▼▼▼

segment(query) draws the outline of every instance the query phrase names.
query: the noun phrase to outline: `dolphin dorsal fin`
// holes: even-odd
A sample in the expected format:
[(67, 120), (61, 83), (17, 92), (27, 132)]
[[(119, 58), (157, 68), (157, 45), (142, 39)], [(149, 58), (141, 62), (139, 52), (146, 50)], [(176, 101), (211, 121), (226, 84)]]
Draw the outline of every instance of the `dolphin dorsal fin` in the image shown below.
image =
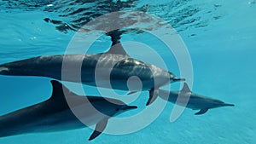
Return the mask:
[(114, 45), (112, 44), (111, 48), (106, 53), (129, 56), (121, 43), (115, 43)]
[(51, 80), (52, 94), (49, 100), (66, 101), (64, 94), (72, 93), (66, 86), (56, 80)]
[(102, 133), (102, 131), (105, 130), (105, 128), (108, 124), (108, 118), (106, 118), (102, 119), (102, 121), (100, 121), (96, 124), (95, 130), (93, 131), (93, 133), (90, 135), (90, 136), (89, 138), (89, 141), (95, 139), (96, 137), (97, 137), (98, 135), (100, 135)]
[(187, 83), (184, 83), (183, 87), (183, 89), (182, 89), (181, 91), (182, 92), (185, 92), (185, 93), (191, 92), (191, 90), (190, 90), (190, 89), (189, 89), (189, 85), (188, 85)]

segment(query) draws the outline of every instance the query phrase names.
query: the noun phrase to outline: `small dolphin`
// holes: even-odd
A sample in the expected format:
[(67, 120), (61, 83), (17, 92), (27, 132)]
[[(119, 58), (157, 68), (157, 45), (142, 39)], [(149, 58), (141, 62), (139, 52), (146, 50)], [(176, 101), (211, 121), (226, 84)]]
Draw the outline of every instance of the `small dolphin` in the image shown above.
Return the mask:
[[(49, 100), (0, 117), (0, 137), (70, 130), (96, 124), (90, 141), (104, 130), (111, 117), (137, 108), (115, 99), (77, 95), (55, 80), (51, 84), (53, 91)], [(67, 95), (65, 97), (64, 94)], [(73, 109), (79, 108), (79, 118), (84, 123), (73, 113), (66, 98), (72, 101)]]
[[(67, 68), (62, 67), (63, 60)], [(80, 69), (74, 68), (80, 63), (82, 64)], [(77, 76), (78, 71), (81, 72), (79, 77)], [(62, 72), (66, 75), (61, 75)], [(177, 78), (171, 72), (131, 58), (121, 43), (112, 45), (106, 53), (38, 56), (3, 64), (0, 65), (0, 74), (48, 77), (75, 83), (79, 83), (81, 80), (83, 84), (88, 85), (131, 92), (148, 90), (149, 99), (147, 106), (156, 99), (160, 86), (184, 80)], [(127, 81), (132, 76), (140, 78), (143, 88), (137, 86), (128, 88)], [(135, 81), (131, 85), (137, 84), (137, 82)]]
[[(169, 96), (163, 96), (168, 95)], [(180, 101), (177, 101), (177, 96), (180, 94)], [(184, 83), (183, 89), (180, 91), (168, 91), (168, 90), (159, 90), (160, 97), (172, 103), (175, 103), (185, 107), (191, 108), (193, 110), (200, 110), (198, 112), (195, 113), (196, 115), (203, 114), (211, 108), (221, 107), (225, 106), (234, 107), (233, 104), (227, 104), (219, 100), (212, 99), (210, 97), (203, 96), (198, 94), (193, 93), (187, 83)], [(184, 102), (187, 101), (186, 100), (189, 99), (188, 103)]]

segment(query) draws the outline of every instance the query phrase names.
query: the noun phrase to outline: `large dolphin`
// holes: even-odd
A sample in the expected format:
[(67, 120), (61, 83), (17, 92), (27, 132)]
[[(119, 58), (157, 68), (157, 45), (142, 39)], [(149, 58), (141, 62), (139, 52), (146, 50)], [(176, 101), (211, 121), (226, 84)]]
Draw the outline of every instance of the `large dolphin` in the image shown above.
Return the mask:
[[(76, 68), (79, 64), (80, 69)], [(81, 72), (79, 77), (78, 71)], [(148, 90), (147, 105), (156, 99), (160, 86), (184, 80), (171, 72), (130, 57), (120, 43), (112, 45), (106, 53), (38, 56), (3, 64), (0, 65), (0, 74), (49, 77), (76, 83), (81, 81), (84, 84), (131, 92)], [(131, 82), (131, 87), (127, 86), (127, 81), (132, 76), (140, 78), (142, 88), (132, 86), (137, 85), (137, 81)]]
[[(96, 124), (89, 139), (93, 140), (104, 130), (108, 118), (137, 108), (115, 99), (77, 95), (55, 80), (52, 80), (51, 84), (53, 91), (49, 100), (0, 117), (0, 137), (69, 130), (84, 128), (85, 124)], [(73, 110), (79, 112), (76, 116), (73, 113), (66, 100), (71, 101)]]
[[(179, 94), (179, 101), (177, 101)], [(235, 106), (234, 104), (227, 104), (219, 100), (195, 94), (189, 89), (187, 83), (184, 83), (183, 89), (178, 91), (168, 91), (160, 89), (159, 95), (160, 98), (168, 101), (172, 103), (189, 107), (193, 110), (200, 110), (198, 112), (195, 113), (196, 115), (203, 114), (207, 112), (208, 109), (211, 108), (221, 107), (225, 106)], [(167, 97), (166, 95), (169, 96)], [(187, 101), (188, 99), (189, 101), (188, 103), (186, 103), (185, 101)]]

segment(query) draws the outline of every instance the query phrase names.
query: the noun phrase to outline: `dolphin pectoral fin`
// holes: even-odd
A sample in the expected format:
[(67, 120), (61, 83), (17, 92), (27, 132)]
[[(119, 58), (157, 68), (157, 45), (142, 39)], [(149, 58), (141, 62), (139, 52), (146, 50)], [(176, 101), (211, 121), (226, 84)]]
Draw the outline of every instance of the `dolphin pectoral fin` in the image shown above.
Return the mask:
[(207, 108), (201, 109), (198, 112), (195, 113), (195, 115), (204, 114), (208, 111)]
[(158, 95), (159, 95), (159, 89), (154, 89), (154, 88), (151, 89), (149, 90), (149, 98), (146, 106), (149, 106), (151, 103), (153, 103), (156, 100)]
[(89, 138), (89, 141), (95, 139), (96, 137), (97, 137), (102, 133), (102, 131), (105, 130), (107, 126), (108, 120), (108, 118), (104, 118), (96, 124), (95, 130), (93, 131), (93, 133), (90, 135)]

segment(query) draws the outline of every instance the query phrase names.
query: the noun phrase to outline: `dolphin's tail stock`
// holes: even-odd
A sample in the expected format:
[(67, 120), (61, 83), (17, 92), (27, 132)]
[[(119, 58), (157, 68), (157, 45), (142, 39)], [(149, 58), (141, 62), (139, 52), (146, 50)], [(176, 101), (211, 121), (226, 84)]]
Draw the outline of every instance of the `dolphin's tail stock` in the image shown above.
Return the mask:
[(235, 107), (234, 104), (229, 104), (229, 103), (224, 103), (222, 106), (227, 106), (227, 107)]

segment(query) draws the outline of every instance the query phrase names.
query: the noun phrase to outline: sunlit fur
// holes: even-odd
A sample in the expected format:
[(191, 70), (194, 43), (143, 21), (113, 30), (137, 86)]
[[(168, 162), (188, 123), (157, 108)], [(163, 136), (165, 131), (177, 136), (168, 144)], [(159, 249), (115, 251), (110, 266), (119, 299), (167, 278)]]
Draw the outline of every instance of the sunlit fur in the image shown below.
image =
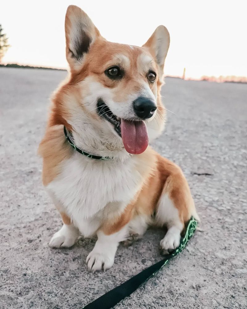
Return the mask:
[[(165, 116), (160, 91), (170, 42), (167, 30), (158, 27), (141, 47), (113, 43), (101, 36), (80, 9), (70, 6), (65, 32), (70, 72), (53, 96), (39, 148), (43, 182), (64, 223), (50, 245), (70, 247), (79, 231), (85, 237), (96, 234), (98, 240), (87, 259), (93, 271), (112, 266), (119, 243), (141, 237), (150, 225), (166, 225), (168, 232), (160, 245), (164, 252), (174, 249), (190, 216), (198, 218), (181, 170), (149, 146), (140, 154), (128, 153), (96, 109), (101, 98), (119, 118), (133, 119), (133, 101), (140, 96), (150, 99), (157, 109), (145, 121), (149, 141), (161, 134)], [(105, 73), (114, 66), (124, 71), (120, 80)], [(157, 74), (153, 83), (147, 78), (149, 70)], [(65, 138), (64, 125), (78, 147), (112, 159), (96, 160), (75, 151)]]

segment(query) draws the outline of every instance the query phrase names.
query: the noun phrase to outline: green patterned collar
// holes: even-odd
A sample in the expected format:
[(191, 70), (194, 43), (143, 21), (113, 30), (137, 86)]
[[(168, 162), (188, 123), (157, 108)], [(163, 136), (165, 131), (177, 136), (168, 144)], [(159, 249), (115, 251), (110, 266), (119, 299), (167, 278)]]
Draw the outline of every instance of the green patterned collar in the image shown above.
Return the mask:
[(88, 152), (86, 152), (86, 151), (82, 150), (78, 147), (77, 147), (73, 142), (73, 136), (72, 134), (67, 130), (65, 125), (64, 126), (64, 132), (66, 139), (70, 146), (81, 154), (83, 154), (88, 158), (90, 158), (92, 159), (96, 159), (96, 160), (109, 160), (111, 159), (110, 157), (101, 157), (100, 156), (96, 155), (95, 154), (89, 154)]

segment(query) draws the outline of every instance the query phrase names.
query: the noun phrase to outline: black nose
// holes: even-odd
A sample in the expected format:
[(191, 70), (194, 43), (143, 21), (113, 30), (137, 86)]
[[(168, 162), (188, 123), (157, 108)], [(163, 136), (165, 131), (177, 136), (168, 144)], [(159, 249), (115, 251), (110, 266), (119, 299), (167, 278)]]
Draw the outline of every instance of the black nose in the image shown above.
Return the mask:
[(135, 100), (133, 106), (136, 115), (144, 120), (151, 117), (157, 109), (153, 101), (143, 97), (140, 97)]

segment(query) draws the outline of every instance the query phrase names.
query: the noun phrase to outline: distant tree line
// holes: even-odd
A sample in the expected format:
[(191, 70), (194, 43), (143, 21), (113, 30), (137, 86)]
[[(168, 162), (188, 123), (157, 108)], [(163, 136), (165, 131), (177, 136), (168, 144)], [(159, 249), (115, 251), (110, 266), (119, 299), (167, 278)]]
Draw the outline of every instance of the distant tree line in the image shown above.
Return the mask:
[(0, 24), (0, 63), (2, 58), (8, 50), (10, 45), (8, 44), (8, 38), (6, 33), (3, 33), (3, 29)]

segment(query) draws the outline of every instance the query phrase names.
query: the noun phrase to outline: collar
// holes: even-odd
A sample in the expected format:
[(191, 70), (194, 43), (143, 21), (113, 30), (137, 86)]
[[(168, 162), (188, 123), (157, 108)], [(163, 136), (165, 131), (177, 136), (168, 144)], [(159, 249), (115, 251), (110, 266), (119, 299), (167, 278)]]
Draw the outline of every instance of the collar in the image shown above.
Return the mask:
[(111, 159), (110, 157), (101, 157), (100, 156), (96, 155), (95, 154), (89, 154), (88, 152), (86, 152), (86, 151), (82, 150), (78, 147), (77, 147), (74, 144), (73, 141), (73, 138), (72, 133), (67, 130), (65, 125), (64, 126), (64, 132), (66, 139), (70, 146), (81, 154), (83, 154), (88, 158), (90, 158), (92, 159), (96, 159), (96, 160), (109, 160)]

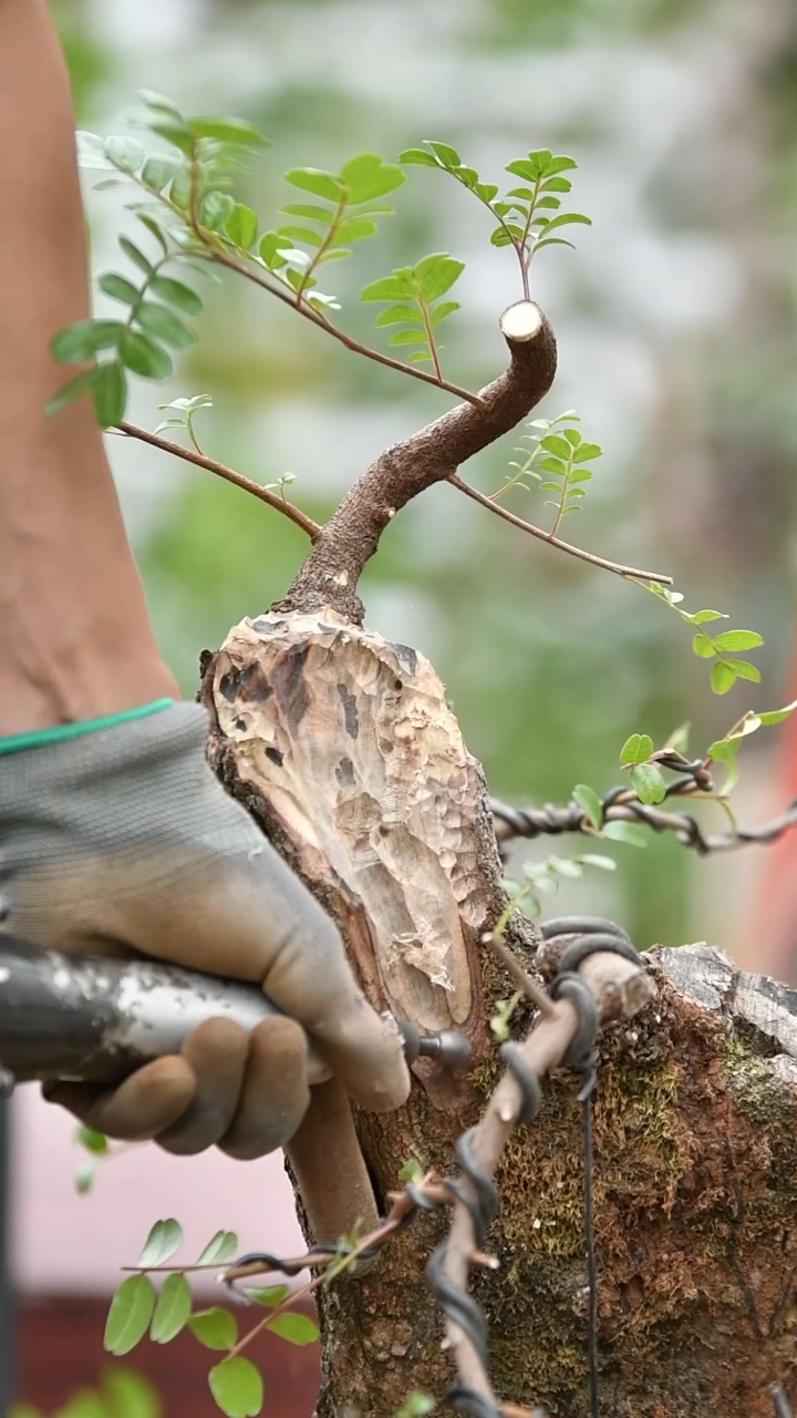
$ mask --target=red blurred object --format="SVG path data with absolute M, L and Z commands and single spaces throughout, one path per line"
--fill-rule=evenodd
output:
M 106 1314 L 108 1302 L 95 1299 L 23 1302 L 16 1317 L 17 1402 L 34 1404 L 50 1418 L 77 1388 L 96 1387 L 102 1371 L 118 1364 L 146 1374 L 160 1394 L 165 1418 L 220 1418 L 207 1387 L 220 1354 L 183 1333 L 170 1344 L 145 1341 L 123 1360 L 109 1358 L 102 1350 Z M 311 1418 L 319 1385 L 318 1346 L 298 1349 L 264 1333 L 247 1354 L 265 1381 L 262 1418 Z

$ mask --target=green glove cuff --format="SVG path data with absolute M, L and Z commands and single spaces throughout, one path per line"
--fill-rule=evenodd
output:
M 143 719 L 149 713 L 169 709 L 173 703 L 173 699 L 153 699 L 149 705 L 139 705 L 136 709 L 122 709 L 121 713 L 106 713 L 101 719 L 82 719 L 79 723 L 58 723 L 52 729 L 13 733 L 7 739 L 0 739 L 0 753 L 16 753 L 17 749 L 40 749 L 45 743 L 60 743 L 61 739 L 77 739 L 79 735 L 94 733 L 96 729 L 112 729 L 118 723 L 129 723 L 130 719 Z

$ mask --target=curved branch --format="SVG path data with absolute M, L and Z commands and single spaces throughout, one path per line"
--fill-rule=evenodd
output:
M 200 240 L 203 240 L 201 228 L 197 228 Z M 383 354 L 381 350 L 374 350 L 370 345 L 362 345 L 360 340 L 352 339 L 343 330 L 339 330 L 336 325 L 319 311 L 313 311 L 311 305 L 296 299 L 296 295 L 288 289 L 288 286 L 277 285 L 271 281 L 265 281 L 257 271 L 250 269 L 243 261 L 235 261 L 234 257 L 228 257 L 225 251 L 218 251 L 216 247 L 210 247 L 207 255 L 201 251 L 193 251 L 191 255 L 200 257 L 204 261 L 216 261 L 217 265 L 227 267 L 228 271 L 237 271 L 238 275 L 247 278 L 247 281 L 254 281 L 260 285 L 261 291 L 268 291 L 269 295 L 275 295 L 278 301 L 282 301 L 291 311 L 298 311 L 299 315 L 305 316 L 311 325 L 318 325 L 319 329 L 326 330 L 332 335 L 335 340 L 343 345 L 347 350 L 355 354 L 364 354 L 366 359 L 374 360 L 376 364 L 386 364 L 387 369 L 397 369 L 401 374 L 410 374 L 411 379 L 420 379 L 424 384 L 433 384 L 434 389 L 444 389 L 448 394 L 457 394 L 457 398 L 467 398 L 468 403 L 479 406 L 479 396 L 474 394 L 469 389 L 462 389 L 459 384 L 451 384 L 447 379 L 438 379 L 437 374 L 428 374 L 427 370 L 418 369 L 417 364 L 404 364 L 400 359 L 393 359 L 390 354 Z
M 501 316 L 509 369 L 479 391 L 479 407 L 458 404 L 433 424 L 387 448 L 357 479 L 288 588 L 278 610 L 332 608 L 362 624 L 360 573 L 396 513 L 461 462 L 515 428 L 547 393 L 556 373 L 556 340 L 532 301 Z
M 675 784 L 671 784 L 675 787 Z M 686 797 L 692 788 L 684 787 L 674 797 Z M 620 795 L 621 794 L 621 795 Z M 613 788 L 603 798 L 603 820 L 606 822 L 638 822 L 650 827 L 654 832 L 675 832 L 684 847 L 693 847 L 699 856 L 709 852 L 730 852 L 739 847 L 750 844 L 766 845 L 776 842 L 784 832 L 797 827 L 797 798 L 794 798 L 784 813 L 774 817 L 763 827 L 736 828 L 733 832 L 703 832 L 701 824 L 689 813 L 665 813 L 659 807 L 648 807 L 640 803 L 638 797 L 628 788 Z M 597 832 L 579 803 L 567 803 L 566 807 L 543 808 L 515 808 L 491 798 L 492 817 L 495 821 L 495 835 L 501 842 L 513 838 L 536 838 L 543 835 L 560 835 L 562 832 L 584 832 L 596 837 Z
M 590 986 L 601 1022 L 607 1018 L 632 1018 L 655 994 L 642 961 L 634 964 L 621 956 L 597 953 L 589 956 L 579 973 Z M 570 1000 L 557 1000 L 552 1012 L 542 1015 L 526 1041 L 519 1045 L 526 1066 L 542 1078 L 562 1064 L 577 1031 L 577 1014 Z M 481 1122 L 472 1133 L 472 1156 L 479 1170 L 489 1177 L 518 1126 L 523 1110 L 523 1095 L 508 1069 L 489 1098 Z M 462 1181 L 461 1185 L 469 1187 Z M 454 1201 L 454 1217 L 442 1271 L 459 1290 L 467 1290 L 471 1265 L 475 1259 L 476 1238 L 468 1207 L 459 1197 Z M 457 1366 L 459 1381 L 485 1400 L 485 1412 L 498 1408 L 489 1374 L 472 1339 L 451 1317 L 445 1319 L 448 1349 Z
M 214 472 L 218 478 L 224 478 L 225 482 L 234 484 L 235 488 L 243 488 L 244 492 L 251 492 L 254 498 L 260 498 L 261 502 L 267 502 L 269 508 L 275 512 L 281 512 L 282 516 L 289 518 L 295 526 L 306 532 L 311 542 L 315 542 L 316 536 L 321 533 L 321 526 L 308 518 L 305 512 L 295 508 L 291 502 L 285 502 L 269 488 L 261 486 L 260 482 L 254 482 L 252 478 L 245 478 L 243 472 L 235 472 L 233 468 L 227 468 L 225 464 L 217 462 L 216 458 L 208 458 L 203 452 L 194 452 L 193 448 L 183 448 L 180 444 L 172 442 L 170 438 L 162 438 L 160 434 L 150 434 L 149 428 L 139 428 L 138 424 L 129 424 L 123 420 L 116 424 L 121 434 L 128 438 L 139 438 L 140 442 L 152 444 L 153 448 L 162 448 L 163 452 L 172 452 L 176 458 L 183 458 L 186 462 L 196 464 L 197 468 L 207 468 L 208 472 Z
M 516 518 L 513 512 L 508 512 L 506 508 L 499 506 L 494 498 L 488 498 L 484 492 L 472 488 L 469 482 L 462 482 L 454 474 L 448 478 L 452 488 L 458 488 L 479 506 L 488 508 L 495 512 L 496 516 L 503 518 L 505 522 L 511 522 L 512 526 L 520 527 L 520 532 L 528 532 L 530 536 L 536 536 L 540 542 L 547 542 L 549 546 L 554 546 L 557 552 L 567 552 L 569 556 L 577 556 L 580 562 L 589 562 L 590 566 L 603 566 L 604 571 L 614 571 L 617 576 L 624 576 L 627 580 L 634 581 L 659 581 L 662 586 L 672 586 L 672 577 L 664 576 L 662 571 L 642 571 L 638 566 L 623 566 L 620 562 L 607 562 L 604 556 L 596 556 L 593 552 L 584 552 L 581 546 L 573 546 L 572 542 L 562 542 L 557 536 L 550 532 L 543 532 L 542 527 L 536 527 L 533 522 L 525 522 L 523 518 Z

▲▲▲

Return the material verbatim from its first line through the line that contains "135), (100, 135)]", including both ends, and leave out the pictures.

segment(query) draws the outline of every instance the query phrase names.
query: the noun phrase to outline: `dolphin dorsal fin`
// holes: even-odd
A sample in the expected format:
[(67, 120), (61, 83), (17, 92), (27, 132)]
[[(119, 58), (157, 68), (157, 45), (142, 39)], [(149, 58), (141, 62), (139, 52), (146, 50)], [(176, 101), (211, 121), (226, 84)]]
Draw the outline of every instance of the `dolphin dorsal fin` in the image shown below.
image =
Return the mask:
[(114, 45), (112, 44), (111, 48), (106, 53), (129, 56), (121, 43), (115, 43)]
[(51, 80), (52, 94), (49, 100), (66, 101), (64, 94), (72, 93), (66, 86), (56, 80)]
[(102, 133), (102, 131), (105, 130), (105, 128), (108, 124), (108, 118), (106, 118), (102, 119), (102, 121), (100, 121), (96, 124), (95, 130), (93, 131), (93, 133), (90, 135), (90, 136), (89, 138), (89, 141), (95, 139), (96, 137), (97, 137), (98, 135), (100, 135)]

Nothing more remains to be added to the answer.